* [What this task involves] Could you transcribe every record below exactly as written, excluding the pictures?

* [Provided records]
========================================================================

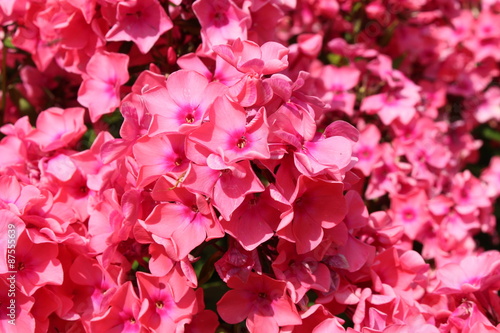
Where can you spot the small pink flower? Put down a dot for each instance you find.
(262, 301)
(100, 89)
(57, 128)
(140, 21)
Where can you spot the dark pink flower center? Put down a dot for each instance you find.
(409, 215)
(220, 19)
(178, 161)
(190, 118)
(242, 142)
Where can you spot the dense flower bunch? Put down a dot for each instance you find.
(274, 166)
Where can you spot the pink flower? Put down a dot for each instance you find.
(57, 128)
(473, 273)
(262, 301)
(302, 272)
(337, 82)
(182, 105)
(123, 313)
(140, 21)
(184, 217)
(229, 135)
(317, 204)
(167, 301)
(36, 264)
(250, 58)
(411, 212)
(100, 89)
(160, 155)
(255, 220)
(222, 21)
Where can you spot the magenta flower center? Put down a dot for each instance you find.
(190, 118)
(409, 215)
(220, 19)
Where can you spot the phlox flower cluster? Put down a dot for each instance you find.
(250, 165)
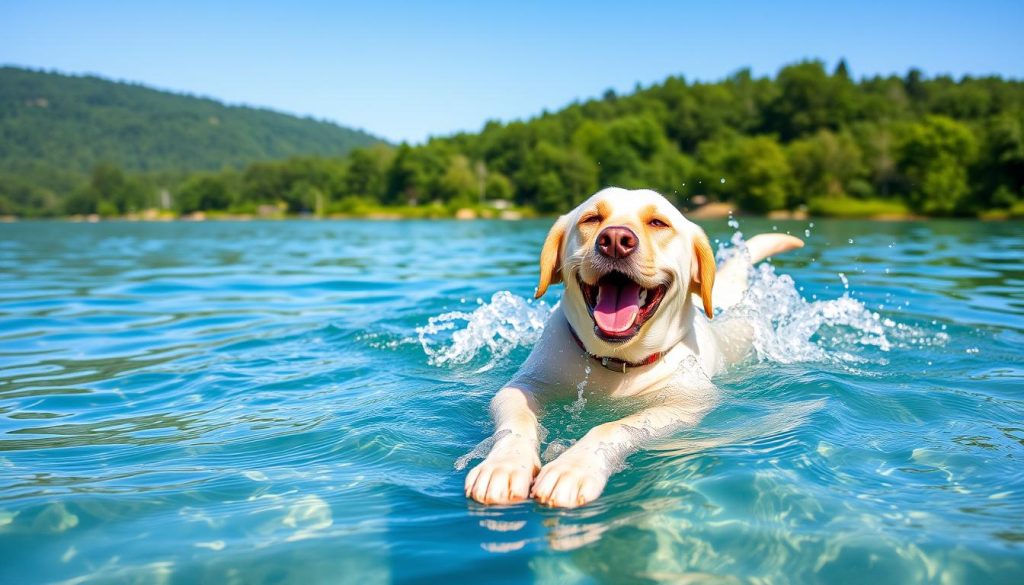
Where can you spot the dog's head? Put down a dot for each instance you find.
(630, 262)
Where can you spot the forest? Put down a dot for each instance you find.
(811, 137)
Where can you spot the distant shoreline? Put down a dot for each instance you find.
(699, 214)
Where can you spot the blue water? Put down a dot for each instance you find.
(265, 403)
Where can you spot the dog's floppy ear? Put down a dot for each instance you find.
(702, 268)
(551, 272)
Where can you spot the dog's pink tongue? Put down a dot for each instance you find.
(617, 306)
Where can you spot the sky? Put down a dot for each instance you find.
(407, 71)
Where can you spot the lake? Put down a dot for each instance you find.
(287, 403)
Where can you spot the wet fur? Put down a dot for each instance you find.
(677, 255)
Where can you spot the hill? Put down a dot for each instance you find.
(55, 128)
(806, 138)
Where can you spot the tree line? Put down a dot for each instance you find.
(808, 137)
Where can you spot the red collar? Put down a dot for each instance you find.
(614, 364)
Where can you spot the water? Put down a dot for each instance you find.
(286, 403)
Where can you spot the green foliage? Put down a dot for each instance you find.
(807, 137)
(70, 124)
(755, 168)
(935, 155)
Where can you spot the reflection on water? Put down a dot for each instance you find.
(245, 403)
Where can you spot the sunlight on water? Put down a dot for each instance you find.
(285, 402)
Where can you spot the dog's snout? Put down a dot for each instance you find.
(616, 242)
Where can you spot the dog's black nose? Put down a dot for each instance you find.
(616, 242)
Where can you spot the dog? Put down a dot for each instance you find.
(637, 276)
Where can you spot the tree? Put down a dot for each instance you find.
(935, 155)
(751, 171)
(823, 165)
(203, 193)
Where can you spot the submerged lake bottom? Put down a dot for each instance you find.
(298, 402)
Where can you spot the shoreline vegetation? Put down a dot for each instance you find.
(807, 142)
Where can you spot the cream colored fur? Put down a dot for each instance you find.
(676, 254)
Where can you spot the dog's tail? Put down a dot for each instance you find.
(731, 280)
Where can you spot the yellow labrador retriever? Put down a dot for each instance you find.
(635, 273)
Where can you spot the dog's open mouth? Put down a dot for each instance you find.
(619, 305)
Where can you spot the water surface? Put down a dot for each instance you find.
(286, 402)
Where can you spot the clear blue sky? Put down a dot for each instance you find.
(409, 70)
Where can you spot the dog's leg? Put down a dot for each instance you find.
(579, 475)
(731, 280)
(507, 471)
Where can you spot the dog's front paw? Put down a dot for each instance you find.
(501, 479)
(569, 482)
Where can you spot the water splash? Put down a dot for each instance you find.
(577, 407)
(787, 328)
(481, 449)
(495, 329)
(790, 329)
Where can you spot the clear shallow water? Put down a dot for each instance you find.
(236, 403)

========================================================================

* [Response to this exercise]
Where can you spot the small pink flower? Put down a dot for each instance you find.
(262, 301)
(100, 89)
(57, 128)
(140, 21)
Where can you spot the dark pink flower center? Put down a dot for each instance you find.
(409, 215)
(220, 19)
(178, 161)
(190, 118)
(242, 142)
Where can you spot the dense flower bunch? Put down a dot for each instance you find.
(274, 166)
Where can you spot the pink flower? Put down a dot for each instance you find.
(57, 128)
(473, 273)
(262, 301)
(302, 272)
(337, 82)
(182, 105)
(123, 313)
(140, 21)
(184, 217)
(229, 135)
(317, 204)
(167, 301)
(36, 264)
(250, 58)
(411, 212)
(100, 89)
(160, 155)
(255, 220)
(222, 21)
Where can you spot the magenta flower center? Put down a dot for each instance you find.
(190, 118)
(409, 215)
(220, 19)
Where can you spot the phlox flower cluster? Put down a dot for each instance you find.
(250, 165)
Where can you spot the dog's head? Put down a dot for each instance you find.
(630, 262)
Where can you spot the forest? Put down a dot for each instance you find.
(811, 137)
Where can you spot the distant shoreline? Put down a dot for each instance you find.
(699, 214)
Where can you spot the blue water? Put down a dot for each instance you find.
(265, 403)
Where can you spot the dog's floppy ear? Put down a dot for each instance you find.
(702, 268)
(551, 272)
Where can you spot the dog's pink tongue? Put down a dot for each instance you find.
(617, 306)
Where can you spot the sky? Put down a dot for each instance you find.
(407, 71)
Where can you spot the lake? Put down a dot for each instance you find.
(287, 403)
Where can you spot the wet fur? Put down a dot for each instance you find.
(677, 255)
Where can you spot the hill? Put down a dot for each instance you find.
(55, 128)
(806, 138)
Where can you spot the tree line? Put down a dot for each instance you find.
(808, 137)
Where can you spot the red collar? Put down a dot for each instance you find.
(614, 364)
Where can you spot the water? Put down a dot for each instance you find.
(286, 403)
Where can you spot the green foliage? Put down a dot for each instance you find.
(807, 137)
(70, 124)
(755, 168)
(935, 155)
Where can you spot the reflection on water? Put down a dot for each instance you find.
(245, 403)
Where can you spot the sunlight on water? Put down a dot for each instance you find.
(285, 402)
Where can you spot the dog's snout? Put down a dot for each instance you find.
(616, 242)
Where can you spot the dog's black nose? Put down a dot for each instance you find.
(616, 242)
Where can you spot the dog? Put down a dot for each instance you find.
(637, 276)
Where can you spot the tree? Put down a dot for each instance you find.
(935, 155)
(751, 171)
(823, 165)
(203, 193)
Where can you spot the submerged lake bottom? Put down a dot for each instance you find.
(298, 402)
Where can you spot the shoreline vegetation? Put down a dot for each instance you find.
(807, 142)
Where can you spot the cream colored fur? Put down a dot for each instance you find.
(676, 254)
Where can you spot the dog's tail? Put down a dot for each instance you find.
(731, 280)
Where can you spot the yellow labrador retriever? Put down a dot for each instance you find.
(635, 273)
Where can you spot the dog's open mouth? Put down a dot for each instance you find.
(619, 305)
Where can you spot the water surface? Put down a dot for each instance you find.
(286, 402)
Where can you spot the clear blue sky? Put down a dot for each instance you find.
(409, 70)
Where can you spot the dog's leg? Put down a dot for each instance you find.
(579, 475)
(731, 280)
(507, 471)
Where can you spot the dog's front paw? Put down a dot for each instance you find.
(501, 479)
(569, 482)
Where can you spot the water splash? Put down a dot for each instance you find.
(577, 407)
(787, 328)
(481, 449)
(495, 329)
(790, 329)
Where can you spot the clear shallow water? Put down a dot for each instance you find.
(236, 403)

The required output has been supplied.